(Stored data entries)
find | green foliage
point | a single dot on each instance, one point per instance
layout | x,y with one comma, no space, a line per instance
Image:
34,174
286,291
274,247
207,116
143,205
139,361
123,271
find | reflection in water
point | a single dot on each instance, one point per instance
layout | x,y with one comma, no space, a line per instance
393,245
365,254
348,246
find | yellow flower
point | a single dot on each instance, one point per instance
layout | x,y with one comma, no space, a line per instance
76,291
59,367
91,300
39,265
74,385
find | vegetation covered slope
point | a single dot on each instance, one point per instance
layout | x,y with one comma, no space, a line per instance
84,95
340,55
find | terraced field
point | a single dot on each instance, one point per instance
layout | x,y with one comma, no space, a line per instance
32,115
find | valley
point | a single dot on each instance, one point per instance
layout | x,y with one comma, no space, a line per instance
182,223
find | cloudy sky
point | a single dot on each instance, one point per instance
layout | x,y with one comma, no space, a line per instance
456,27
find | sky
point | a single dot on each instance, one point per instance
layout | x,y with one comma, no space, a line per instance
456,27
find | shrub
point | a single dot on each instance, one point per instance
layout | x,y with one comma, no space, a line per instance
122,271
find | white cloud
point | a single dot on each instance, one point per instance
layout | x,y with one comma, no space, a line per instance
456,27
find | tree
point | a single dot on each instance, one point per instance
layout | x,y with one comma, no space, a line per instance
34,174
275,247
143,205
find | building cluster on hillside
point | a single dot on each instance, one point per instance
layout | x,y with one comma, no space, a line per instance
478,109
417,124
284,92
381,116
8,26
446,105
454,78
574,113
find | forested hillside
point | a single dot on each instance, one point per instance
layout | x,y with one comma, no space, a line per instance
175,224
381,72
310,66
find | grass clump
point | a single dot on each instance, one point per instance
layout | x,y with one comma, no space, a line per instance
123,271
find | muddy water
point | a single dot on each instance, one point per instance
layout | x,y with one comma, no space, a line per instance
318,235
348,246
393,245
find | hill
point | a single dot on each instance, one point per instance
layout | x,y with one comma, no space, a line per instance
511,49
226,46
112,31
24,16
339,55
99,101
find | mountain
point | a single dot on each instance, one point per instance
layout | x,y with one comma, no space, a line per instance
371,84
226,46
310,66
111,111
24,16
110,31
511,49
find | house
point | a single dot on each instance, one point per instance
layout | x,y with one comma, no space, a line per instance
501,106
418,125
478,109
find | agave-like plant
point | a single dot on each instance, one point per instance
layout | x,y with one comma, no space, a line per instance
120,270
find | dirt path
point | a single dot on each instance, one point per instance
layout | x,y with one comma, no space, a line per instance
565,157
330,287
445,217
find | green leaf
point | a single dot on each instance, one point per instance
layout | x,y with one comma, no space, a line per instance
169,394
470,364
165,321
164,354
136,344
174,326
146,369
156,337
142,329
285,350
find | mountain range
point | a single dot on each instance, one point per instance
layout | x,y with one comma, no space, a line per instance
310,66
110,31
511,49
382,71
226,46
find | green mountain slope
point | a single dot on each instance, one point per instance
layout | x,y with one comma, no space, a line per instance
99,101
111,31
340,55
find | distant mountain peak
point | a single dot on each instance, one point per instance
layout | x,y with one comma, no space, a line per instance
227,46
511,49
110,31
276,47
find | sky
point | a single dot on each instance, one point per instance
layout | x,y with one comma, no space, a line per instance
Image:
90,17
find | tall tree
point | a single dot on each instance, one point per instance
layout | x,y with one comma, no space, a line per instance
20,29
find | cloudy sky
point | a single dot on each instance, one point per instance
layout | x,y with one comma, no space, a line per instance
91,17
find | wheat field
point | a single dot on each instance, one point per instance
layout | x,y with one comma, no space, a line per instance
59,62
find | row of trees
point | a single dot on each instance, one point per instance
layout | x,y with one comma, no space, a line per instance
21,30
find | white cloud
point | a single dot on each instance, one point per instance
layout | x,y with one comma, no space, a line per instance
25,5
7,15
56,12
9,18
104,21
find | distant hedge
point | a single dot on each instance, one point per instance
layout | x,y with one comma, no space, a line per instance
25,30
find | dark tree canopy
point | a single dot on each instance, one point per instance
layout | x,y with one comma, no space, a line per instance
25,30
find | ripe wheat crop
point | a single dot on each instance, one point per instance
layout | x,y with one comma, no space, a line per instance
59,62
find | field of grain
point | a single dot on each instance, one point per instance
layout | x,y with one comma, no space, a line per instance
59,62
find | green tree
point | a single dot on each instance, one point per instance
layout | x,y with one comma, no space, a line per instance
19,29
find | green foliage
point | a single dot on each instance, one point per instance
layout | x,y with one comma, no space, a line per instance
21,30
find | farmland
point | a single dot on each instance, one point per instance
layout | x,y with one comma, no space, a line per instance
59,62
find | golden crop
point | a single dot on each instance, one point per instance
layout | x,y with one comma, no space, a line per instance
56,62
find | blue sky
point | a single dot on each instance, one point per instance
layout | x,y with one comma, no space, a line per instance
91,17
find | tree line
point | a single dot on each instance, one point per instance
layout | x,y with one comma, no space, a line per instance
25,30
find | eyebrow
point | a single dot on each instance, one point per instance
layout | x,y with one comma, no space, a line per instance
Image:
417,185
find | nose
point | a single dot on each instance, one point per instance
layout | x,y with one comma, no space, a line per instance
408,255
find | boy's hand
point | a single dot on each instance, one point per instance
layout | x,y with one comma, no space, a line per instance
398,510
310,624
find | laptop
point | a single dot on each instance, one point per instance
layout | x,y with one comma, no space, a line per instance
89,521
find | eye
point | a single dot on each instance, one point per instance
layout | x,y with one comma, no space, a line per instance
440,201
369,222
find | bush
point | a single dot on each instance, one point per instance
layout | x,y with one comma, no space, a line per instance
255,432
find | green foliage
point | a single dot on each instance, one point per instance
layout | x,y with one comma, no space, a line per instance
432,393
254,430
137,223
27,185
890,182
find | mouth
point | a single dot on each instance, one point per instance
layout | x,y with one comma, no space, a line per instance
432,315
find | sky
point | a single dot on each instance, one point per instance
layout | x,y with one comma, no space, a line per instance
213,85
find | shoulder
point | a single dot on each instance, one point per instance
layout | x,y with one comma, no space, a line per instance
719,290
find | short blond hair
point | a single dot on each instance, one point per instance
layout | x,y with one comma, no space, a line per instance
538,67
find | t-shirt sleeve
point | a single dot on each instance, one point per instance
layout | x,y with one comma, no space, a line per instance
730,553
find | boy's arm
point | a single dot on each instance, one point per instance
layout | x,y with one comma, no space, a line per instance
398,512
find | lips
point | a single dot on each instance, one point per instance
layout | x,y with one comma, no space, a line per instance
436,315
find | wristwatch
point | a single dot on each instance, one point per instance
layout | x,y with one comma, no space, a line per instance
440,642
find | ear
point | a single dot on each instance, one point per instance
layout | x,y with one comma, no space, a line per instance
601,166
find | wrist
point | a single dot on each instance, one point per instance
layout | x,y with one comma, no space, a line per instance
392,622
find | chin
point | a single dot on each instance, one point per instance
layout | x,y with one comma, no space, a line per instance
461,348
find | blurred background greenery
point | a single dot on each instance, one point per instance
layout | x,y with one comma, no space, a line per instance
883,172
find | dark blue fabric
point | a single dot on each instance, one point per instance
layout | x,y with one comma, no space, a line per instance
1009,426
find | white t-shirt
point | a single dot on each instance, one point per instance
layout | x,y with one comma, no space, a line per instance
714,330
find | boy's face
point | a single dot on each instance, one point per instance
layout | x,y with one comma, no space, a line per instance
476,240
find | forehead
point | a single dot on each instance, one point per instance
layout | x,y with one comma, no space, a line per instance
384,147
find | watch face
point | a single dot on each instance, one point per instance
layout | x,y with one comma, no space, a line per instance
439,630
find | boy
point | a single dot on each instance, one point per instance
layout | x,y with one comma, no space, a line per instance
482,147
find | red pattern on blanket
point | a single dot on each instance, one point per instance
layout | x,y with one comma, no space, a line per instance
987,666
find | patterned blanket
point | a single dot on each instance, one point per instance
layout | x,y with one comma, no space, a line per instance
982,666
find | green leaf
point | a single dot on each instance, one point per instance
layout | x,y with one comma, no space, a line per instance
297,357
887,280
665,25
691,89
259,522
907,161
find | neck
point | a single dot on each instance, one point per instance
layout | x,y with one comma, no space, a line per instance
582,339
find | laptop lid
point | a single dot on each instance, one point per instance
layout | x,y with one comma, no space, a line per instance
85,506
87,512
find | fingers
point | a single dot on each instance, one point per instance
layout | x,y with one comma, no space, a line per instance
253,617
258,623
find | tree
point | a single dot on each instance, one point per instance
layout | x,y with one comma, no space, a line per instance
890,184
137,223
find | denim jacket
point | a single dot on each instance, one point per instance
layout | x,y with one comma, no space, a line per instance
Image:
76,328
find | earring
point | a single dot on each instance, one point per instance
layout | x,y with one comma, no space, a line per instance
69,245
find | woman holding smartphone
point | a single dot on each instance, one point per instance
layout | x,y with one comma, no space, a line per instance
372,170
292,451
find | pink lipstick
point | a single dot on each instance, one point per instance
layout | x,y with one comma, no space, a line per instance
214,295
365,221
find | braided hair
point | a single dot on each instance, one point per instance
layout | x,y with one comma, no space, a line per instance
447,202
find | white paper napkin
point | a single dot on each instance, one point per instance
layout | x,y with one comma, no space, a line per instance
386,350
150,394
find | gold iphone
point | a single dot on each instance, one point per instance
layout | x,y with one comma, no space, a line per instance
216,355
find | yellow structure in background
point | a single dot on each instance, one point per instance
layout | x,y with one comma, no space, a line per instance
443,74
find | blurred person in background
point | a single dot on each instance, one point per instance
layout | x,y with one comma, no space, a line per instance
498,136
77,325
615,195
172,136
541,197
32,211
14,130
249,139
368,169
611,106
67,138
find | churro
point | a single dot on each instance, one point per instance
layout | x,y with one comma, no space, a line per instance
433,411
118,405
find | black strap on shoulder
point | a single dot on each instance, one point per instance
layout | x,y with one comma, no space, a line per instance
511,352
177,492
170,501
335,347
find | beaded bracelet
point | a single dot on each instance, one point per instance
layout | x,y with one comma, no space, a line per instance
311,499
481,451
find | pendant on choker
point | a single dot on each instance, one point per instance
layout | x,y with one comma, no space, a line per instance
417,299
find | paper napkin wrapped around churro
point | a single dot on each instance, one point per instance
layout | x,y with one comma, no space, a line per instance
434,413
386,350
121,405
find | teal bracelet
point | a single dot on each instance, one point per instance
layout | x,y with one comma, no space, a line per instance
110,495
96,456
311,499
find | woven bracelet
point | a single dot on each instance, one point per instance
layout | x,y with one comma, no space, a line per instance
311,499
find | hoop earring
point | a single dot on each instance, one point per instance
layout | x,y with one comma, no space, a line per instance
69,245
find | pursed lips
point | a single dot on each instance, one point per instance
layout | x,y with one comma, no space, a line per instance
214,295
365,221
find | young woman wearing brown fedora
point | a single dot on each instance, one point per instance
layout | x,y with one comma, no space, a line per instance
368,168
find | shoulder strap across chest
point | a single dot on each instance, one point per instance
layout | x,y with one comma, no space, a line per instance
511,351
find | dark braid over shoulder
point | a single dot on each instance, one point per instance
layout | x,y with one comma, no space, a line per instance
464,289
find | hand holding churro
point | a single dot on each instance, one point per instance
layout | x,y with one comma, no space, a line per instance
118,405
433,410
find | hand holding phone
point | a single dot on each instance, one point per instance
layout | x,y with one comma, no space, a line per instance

What is being asked:
The lines needed run from the first line of the data through the line containing "find | building cluster on hillside"; give them again exactly and nothing else.

Solution to this problem:
find | green foliage
point | a single dot on each instance, one point per instance
layout | x,y with one comma, no space, a line per instance
Image:
34,174
286,291
274,247
207,116
143,205
139,361
123,271
find | reflection in water
point | a single dot on each instance, one point per instance
layout | x,y with one comma, no space, a line per instance
393,245
365,254
348,246
find | yellow flower
point | a single dot on each instance, one point per instance
layout | x,y with one comma, no space, a line per instance
76,291
59,367
91,300
39,265
74,385
find | vegetation covered slope
point | a single dot on each instance, one point per instance
layout | x,y with one comma, no space, a line per instance
84,95
340,55
find | terraced field
point | a single dot on each instance, one point per instance
layout | x,y with one comma, no space, a line per instance
32,115
find | valley
point | a single dot on each instance, one point per instance
layout | x,y with one comma, no space, a line per instance
182,223
find | cloudy sky
point | a single dot on each instance, one point per instance
layout | x,y with one comma, no space, a line per instance
456,27
find | sky
point | a single dot on each instance, one point per instance
layout | x,y with one comma, no space, a line per instance
456,27
find | shrub
point | a single dot on each instance, one point per instance
layout | x,y with one comma, no space, a line per instance
122,271
find | white cloud
point | a single dot on each instance, one point per instance
layout | x,y with one comma, no space, a line per instance
456,27
find | tree
point | a single dot on each instance, one point per instance
layout | x,y with one comma, no space, a line per instance
34,174
275,247
143,205
find | building cluster on hillside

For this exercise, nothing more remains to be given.